WHAT TO PRODUCE >> Collect every line of the material below that contains the string "mask". Matching is case-sensitive.

Object outline annotations >>

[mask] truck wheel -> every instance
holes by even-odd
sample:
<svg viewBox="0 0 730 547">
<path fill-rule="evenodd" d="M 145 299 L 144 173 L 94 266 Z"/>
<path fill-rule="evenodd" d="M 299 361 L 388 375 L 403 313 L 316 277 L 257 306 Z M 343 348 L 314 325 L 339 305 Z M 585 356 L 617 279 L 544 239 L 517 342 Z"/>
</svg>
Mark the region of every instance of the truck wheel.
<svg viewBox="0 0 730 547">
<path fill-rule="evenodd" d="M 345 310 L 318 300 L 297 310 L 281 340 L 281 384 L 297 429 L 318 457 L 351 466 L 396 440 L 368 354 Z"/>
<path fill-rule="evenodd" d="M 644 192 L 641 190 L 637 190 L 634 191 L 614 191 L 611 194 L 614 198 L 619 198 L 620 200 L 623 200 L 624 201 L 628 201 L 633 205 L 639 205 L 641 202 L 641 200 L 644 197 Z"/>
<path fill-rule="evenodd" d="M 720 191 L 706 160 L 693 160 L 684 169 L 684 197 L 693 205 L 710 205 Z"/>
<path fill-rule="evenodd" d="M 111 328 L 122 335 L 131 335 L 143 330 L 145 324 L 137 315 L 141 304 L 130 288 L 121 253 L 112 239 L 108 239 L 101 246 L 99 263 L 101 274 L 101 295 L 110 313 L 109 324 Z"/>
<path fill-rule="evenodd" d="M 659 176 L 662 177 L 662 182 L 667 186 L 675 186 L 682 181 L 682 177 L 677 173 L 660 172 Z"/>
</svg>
==
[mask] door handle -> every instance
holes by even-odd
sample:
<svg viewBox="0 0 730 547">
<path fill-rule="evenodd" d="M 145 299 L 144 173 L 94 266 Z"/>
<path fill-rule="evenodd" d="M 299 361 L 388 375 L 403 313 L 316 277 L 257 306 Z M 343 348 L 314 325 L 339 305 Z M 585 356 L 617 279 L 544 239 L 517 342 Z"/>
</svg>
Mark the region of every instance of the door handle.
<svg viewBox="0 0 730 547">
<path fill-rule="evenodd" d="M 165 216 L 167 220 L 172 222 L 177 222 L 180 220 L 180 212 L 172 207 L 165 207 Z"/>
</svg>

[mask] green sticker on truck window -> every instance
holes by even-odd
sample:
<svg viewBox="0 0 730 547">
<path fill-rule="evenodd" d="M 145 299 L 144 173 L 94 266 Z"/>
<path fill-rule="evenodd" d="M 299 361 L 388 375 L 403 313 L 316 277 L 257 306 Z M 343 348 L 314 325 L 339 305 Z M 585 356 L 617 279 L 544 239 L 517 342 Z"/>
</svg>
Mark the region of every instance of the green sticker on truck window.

ANSWER FOR THIS EXERCISE >>
[mask] truck wheel -> every instance
[mask] door handle -> every instance
[mask] green sticker on truck window -> every instance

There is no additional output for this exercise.